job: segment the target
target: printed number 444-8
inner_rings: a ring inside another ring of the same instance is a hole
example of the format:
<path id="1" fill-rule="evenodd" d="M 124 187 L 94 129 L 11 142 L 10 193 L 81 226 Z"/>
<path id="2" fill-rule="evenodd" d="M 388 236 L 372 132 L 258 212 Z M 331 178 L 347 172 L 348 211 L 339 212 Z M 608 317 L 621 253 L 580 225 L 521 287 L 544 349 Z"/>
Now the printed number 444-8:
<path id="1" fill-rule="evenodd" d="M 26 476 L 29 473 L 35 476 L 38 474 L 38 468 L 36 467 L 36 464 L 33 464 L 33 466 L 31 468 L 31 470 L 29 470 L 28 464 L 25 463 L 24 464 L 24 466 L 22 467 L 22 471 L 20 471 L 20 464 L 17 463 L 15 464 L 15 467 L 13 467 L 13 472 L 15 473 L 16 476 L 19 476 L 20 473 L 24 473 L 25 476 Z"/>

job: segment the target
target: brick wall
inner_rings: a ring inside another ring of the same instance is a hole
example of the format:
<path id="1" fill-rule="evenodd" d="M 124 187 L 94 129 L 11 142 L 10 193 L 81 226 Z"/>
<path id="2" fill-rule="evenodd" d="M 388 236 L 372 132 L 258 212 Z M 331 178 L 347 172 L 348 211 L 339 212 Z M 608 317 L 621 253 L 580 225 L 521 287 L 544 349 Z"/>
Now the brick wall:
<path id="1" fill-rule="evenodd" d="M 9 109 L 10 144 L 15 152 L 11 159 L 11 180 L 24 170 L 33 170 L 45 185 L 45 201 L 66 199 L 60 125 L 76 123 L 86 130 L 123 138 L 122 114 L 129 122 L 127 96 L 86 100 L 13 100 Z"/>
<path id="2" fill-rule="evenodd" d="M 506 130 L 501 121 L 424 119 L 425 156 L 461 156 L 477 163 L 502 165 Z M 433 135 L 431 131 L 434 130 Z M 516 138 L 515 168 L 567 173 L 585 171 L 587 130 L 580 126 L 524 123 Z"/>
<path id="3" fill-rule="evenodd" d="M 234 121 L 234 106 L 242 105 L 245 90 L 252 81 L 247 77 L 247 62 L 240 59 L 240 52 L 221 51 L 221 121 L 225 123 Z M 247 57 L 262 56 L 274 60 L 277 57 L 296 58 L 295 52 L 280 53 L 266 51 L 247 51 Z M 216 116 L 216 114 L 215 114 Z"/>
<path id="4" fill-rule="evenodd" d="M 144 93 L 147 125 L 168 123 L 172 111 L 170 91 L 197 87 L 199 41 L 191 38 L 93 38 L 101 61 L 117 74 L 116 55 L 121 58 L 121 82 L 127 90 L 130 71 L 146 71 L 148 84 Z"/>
**********
» **JOB**
Take the entries above and transcribe them exactly.

» **ANSWER TO THE PROBLEM**
job: segment the target
target: printed number 444-8
inner_rings: a ring inside another ring of the same instance is a hole
example of the format:
<path id="1" fill-rule="evenodd" d="M 124 187 L 94 129 L 11 142 L 10 193 L 81 226 Z"/>
<path id="2" fill-rule="evenodd" d="M 388 236 L 372 132 L 258 212 Z M 331 178 L 347 172 L 348 211 L 339 212 Z M 608 317 L 621 253 L 580 225 L 521 287 L 544 349 Z"/>
Now the printed number 444-8:
<path id="1" fill-rule="evenodd" d="M 26 476 L 29 473 L 35 476 L 38 474 L 38 468 L 36 467 L 36 464 L 33 464 L 33 466 L 31 468 L 31 470 L 29 470 L 28 464 L 25 463 L 24 464 L 24 466 L 22 467 L 22 471 L 20 471 L 20 464 L 17 463 L 15 464 L 15 467 L 13 467 L 13 472 L 15 473 L 16 476 L 19 476 L 20 473 L 24 473 L 25 476 Z"/>

job: segment the target
target: brick wall
inner_rings: a ring inside another ring of the same instance is a hole
example of the format:
<path id="1" fill-rule="evenodd" d="M 124 187 L 94 129 L 11 142 L 10 193 L 81 226 Z"/>
<path id="2" fill-rule="evenodd" d="M 388 236 L 372 132 L 258 212 Z M 331 178 L 347 172 L 348 211 L 339 212 Z M 608 317 L 621 253 L 580 225 L 521 287 L 544 349 Z"/>
Now the brick wall:
<path id="1" fill-rule="evenodd" d="M 9 109 L 10 144 L 15 152 L 11 159 L 11 180 L 24 170 L 33 170 L 45 185 L 45 201 L 66 199 L 60 125 L 76 123 L 86 130 L 123 138 L 122 114 L 129 122 L 127 96 L 86 100 L 13 100 Z"/>
<path id="2" fill-rule="evenodd" d="M 506 130 L 501 121 L 424 119 L 425 156 L 461 156 L 477 163 L 502 165 Z M 433 135 L 431 131 L 434 130 Z M 516 138 L 515 168 L 567 173 L 585 171 L 587 130 L 580 126 L 524 123 Z"/>
<path id="3" fill-rule="evenodd" d="M 234 121 L 234 106 L 242 105 L 245 90 L 252 81 L 247 77 L 247 62 L 240 59 L 240 52 L 221 51 L 221 121 L 225 123 Z M 247 57 L 262 56 L 274 60 L 277 57 L 296 58 L 295 52 L 280 53 L 266 51 L 247 51 Z M 216 116 L 216 114 L 215 114 Z"/>
<path id="4" fill-rule="evenodd" d="M 144 93 L 147 125 L 168 123 L 172 111 L 170 91 L 197 87 L 199 41 L 191 38 L 93 38 L 101 61 L 117 74 L 116 55 L 121 58 L 121 82 L 127 90 L 130 71 L 146 71 L 148 84 Z"/>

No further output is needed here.